Task to complete: Render the stretch of the records below from the line that contains "man in this" through the end as a Markdown table with the columns Row and Line, numbering each line and skipping blank lines. Leave the pictures out of the table.

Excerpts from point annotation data
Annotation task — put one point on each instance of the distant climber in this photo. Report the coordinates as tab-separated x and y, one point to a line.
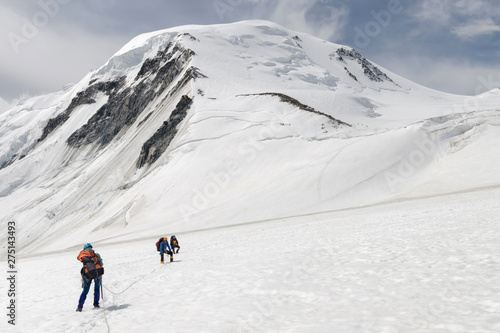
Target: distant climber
92	270
174	244
163	246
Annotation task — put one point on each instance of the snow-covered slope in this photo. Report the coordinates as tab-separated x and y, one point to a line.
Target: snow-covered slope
202	126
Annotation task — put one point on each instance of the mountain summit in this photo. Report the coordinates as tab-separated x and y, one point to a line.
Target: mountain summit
201	126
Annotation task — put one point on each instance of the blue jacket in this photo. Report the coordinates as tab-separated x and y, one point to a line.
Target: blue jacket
163	246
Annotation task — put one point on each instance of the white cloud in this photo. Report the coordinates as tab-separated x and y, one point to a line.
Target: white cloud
476	28
300	15
4	105
449	75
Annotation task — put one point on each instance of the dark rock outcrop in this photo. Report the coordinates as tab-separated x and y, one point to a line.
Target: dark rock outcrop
290	100
123	108
159	142
83	97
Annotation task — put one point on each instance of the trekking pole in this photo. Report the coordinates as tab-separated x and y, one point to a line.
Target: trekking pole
102	292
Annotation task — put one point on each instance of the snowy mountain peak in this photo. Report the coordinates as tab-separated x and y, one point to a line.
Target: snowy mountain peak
198	126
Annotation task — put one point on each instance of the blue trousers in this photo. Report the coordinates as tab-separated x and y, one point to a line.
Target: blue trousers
86	288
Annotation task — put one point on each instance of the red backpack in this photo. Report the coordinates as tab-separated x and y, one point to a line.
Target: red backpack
158	244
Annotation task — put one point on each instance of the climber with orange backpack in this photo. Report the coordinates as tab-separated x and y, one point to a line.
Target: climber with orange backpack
163	246
92	270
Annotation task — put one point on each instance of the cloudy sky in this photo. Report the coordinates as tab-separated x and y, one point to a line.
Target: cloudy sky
448	45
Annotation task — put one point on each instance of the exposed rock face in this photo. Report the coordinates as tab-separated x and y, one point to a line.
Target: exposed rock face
369	69
159	142
125	106
290	100
83	97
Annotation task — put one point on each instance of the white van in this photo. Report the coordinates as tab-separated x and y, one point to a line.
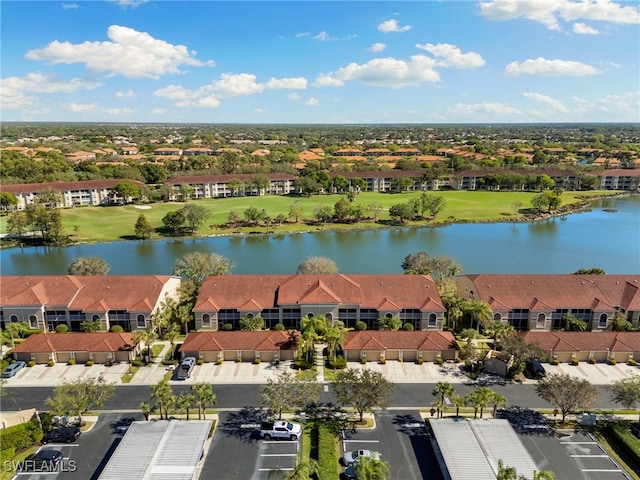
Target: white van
186	367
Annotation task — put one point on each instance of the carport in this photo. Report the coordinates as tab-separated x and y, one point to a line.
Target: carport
470	449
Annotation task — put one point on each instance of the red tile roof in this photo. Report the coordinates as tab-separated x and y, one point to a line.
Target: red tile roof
400	340
75	342
260	340
367	291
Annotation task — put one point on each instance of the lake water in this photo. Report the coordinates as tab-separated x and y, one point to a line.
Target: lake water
607	236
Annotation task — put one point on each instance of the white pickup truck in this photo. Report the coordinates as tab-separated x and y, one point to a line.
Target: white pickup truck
280	429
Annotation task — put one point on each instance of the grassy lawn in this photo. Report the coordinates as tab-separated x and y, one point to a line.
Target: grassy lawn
103	224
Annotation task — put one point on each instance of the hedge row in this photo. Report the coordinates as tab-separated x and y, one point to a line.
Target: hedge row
21	436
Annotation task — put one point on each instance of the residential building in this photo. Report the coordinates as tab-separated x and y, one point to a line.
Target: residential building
287	299
46	301
72	194
540	302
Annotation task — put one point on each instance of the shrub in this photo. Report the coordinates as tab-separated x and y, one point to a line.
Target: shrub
338	364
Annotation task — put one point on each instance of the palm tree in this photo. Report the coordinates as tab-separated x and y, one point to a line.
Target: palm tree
479	399
300	470
204	397
444	389
372	469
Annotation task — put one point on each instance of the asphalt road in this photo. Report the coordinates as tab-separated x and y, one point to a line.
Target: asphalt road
406	395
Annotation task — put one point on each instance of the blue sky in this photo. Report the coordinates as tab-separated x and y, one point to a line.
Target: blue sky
320	62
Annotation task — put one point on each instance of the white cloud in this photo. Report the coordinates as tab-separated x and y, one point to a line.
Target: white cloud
17	91
548	12
81	107
582	29
128	93
451	56
384	72
377	47
298	83
229	85
392	26
553	103
129	53
483	109
542	66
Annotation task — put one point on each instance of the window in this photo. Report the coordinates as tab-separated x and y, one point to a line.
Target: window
602	322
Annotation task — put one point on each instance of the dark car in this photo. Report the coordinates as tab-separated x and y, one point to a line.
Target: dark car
535	369
42	461
62	434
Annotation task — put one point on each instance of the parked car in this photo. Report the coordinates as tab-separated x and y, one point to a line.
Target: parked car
535	369
186	367
351	458
41	461
13	368
62	434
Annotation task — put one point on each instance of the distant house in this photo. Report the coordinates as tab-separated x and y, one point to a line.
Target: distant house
80	193
268	346
100	347
46	301
287	299
584	346
540	302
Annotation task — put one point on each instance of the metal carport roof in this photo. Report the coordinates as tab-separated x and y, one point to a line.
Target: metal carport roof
158	450
470	449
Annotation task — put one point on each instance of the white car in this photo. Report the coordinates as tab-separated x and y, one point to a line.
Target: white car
351	458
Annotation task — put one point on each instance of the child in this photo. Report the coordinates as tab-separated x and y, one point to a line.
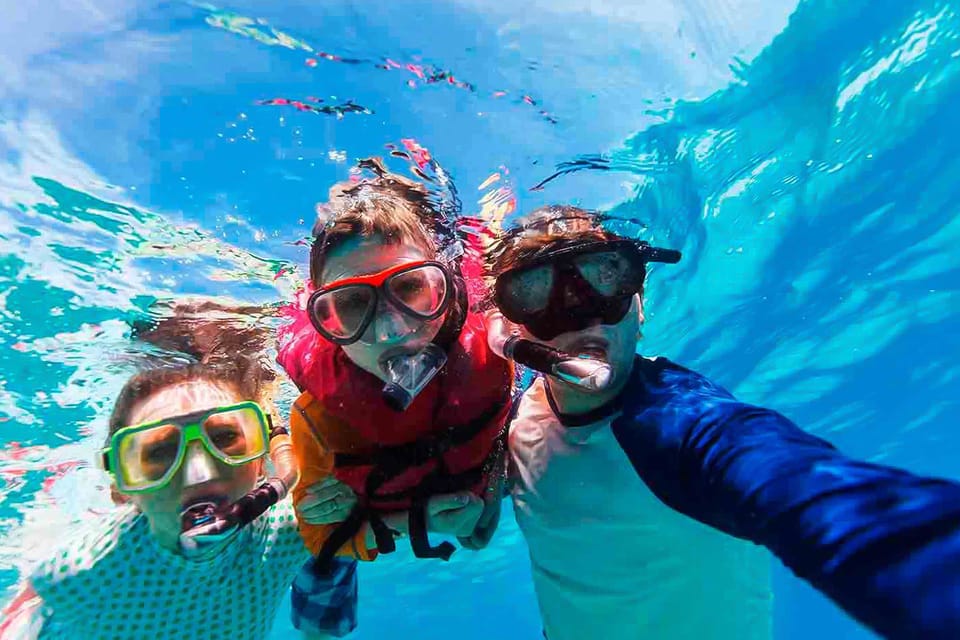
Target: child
181	436
384	451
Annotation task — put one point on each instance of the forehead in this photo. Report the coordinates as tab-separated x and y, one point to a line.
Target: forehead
362	256
182	398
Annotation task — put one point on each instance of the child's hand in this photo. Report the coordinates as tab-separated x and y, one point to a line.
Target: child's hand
327	502
455	514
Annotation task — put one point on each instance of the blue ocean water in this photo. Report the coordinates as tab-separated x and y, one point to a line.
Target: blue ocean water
803	156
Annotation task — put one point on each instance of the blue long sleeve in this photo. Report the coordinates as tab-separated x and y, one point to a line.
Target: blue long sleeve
882	543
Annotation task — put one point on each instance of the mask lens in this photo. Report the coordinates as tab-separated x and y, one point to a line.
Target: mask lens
610	273
421	291
343	313
146	458
526	291
236	435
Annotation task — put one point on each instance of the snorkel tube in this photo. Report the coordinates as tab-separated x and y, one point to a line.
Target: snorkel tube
590	374
206	522
407	375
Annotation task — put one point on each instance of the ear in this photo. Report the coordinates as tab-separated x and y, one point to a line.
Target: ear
118	498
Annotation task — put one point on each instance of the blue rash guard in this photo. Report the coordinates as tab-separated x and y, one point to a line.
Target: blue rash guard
882	543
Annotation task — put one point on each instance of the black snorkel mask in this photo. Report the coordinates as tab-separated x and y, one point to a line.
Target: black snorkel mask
571	288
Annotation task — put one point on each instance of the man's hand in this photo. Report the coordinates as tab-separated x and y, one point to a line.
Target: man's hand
454	514
327	502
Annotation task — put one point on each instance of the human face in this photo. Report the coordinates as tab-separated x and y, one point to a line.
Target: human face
201	477
615	344
391	332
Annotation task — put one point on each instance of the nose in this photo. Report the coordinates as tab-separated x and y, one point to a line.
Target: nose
391	324
199	467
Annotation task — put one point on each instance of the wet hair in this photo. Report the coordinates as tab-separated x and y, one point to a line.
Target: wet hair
204	341
387	205
543	230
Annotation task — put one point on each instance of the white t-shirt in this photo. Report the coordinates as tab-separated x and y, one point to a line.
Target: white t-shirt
115	583
609	560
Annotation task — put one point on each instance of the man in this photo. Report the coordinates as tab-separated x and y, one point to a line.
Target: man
610	560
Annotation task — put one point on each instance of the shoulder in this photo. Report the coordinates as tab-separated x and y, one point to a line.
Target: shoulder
89	546
660	376
283	534
531	420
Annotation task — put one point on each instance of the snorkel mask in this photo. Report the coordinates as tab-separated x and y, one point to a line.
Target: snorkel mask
569	288
343	310
144	458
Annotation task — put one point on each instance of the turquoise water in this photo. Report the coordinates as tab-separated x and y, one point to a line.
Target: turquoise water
802	156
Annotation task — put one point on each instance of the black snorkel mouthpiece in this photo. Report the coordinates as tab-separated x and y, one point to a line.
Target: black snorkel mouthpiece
208	519
407	375
590	374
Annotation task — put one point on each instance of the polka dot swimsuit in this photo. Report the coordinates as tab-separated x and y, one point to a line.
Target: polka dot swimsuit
115	583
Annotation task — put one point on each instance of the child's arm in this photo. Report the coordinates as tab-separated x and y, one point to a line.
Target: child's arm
316	465
22	618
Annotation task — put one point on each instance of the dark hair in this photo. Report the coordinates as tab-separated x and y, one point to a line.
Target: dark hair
226	344
389	205
545	229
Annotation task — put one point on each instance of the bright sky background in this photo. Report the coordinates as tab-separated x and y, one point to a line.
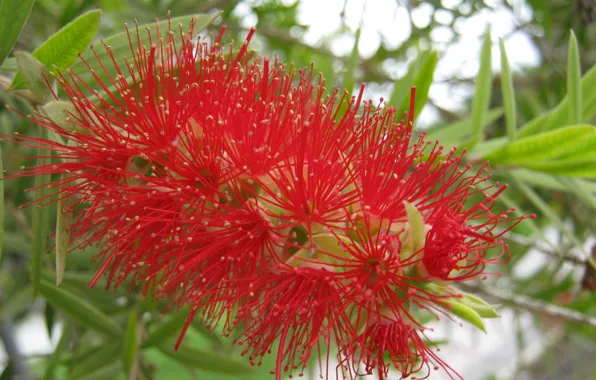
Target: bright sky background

Response below:
| Row | Line |
|---|---|
| 1 | Annotation task — put one point on each instance of the man in this photo. Report the coordinates as tab-separated x and y, one point to a line. |
| 2 | Target: man |
| 3 | 610	560 |
| 4 | Annotation task — put one point on each instance of the shoulder in this photo. Report the coordinates as tab-separated x and y, one point to a line. |
| 5 | Target: shoulder |
| 6 | 89	546 |
| 7 | 660	376 |
| 8 | 283	534 |
| 9 | 531	420 |
| 10 | Annotation task — put one point on each instance of the snorkel mask in this photo. Report the coordinates as tab-separated x and y, one point to a line. |
| 11 | Target: snorkel mask |
| 12 | 569	288 |
| 13 | 343	310 |
| 14 | 144	458 |
| 15 | Annotation task — put one point on each instance of the turquoise water in this photo. Report the coordinates as tab-separated x and y, one point to a line. |
| 16 | Target: turquoise water |
| 17 | 802	156 |
| 18 | Annotation task — put one point on each instance of the black snorkel mouthpiece in this photo. Report the coordinates as tab-separated x and y, one point to a line. |
| 19 | Target: black snorkel mouthpiece |
| 20 | 208	519 |
| 21 | 407	375 |
| 22 | 590	374 |
| 23 | Annotation task — put one point on each instance of the polka dot swimsuit in this photo. Report the coordinates as tab-separated x and y, one point to a line. |
| 24 | Target: polka dot swimsuit |
| 25 | 115	583 |
| 26 | Annotation task — put one point on each instance of the child's arm in this photo. Report the coordinates as tab-separated x and y, one point to a line. |
| 27 | Target: child's arm |
| 28 | 316	465 |
| 29 | 22	618 |
| 30 | Annotation task — put one point on each instance of the dark hair in this photo. Report the coordinates as tab-separated x and y, one point to a line. |
| 31 | Target: dark hair |
| 32 | 226	344 |
| 33 | 389	205 |
| 34 | 545	229 |
| 35 | Annotation task — put one point on each instance of the bright sky background in this photo. Report the coordinates as tab-separated x and y, one point to a line. |
| 36 | Target: bright sky background |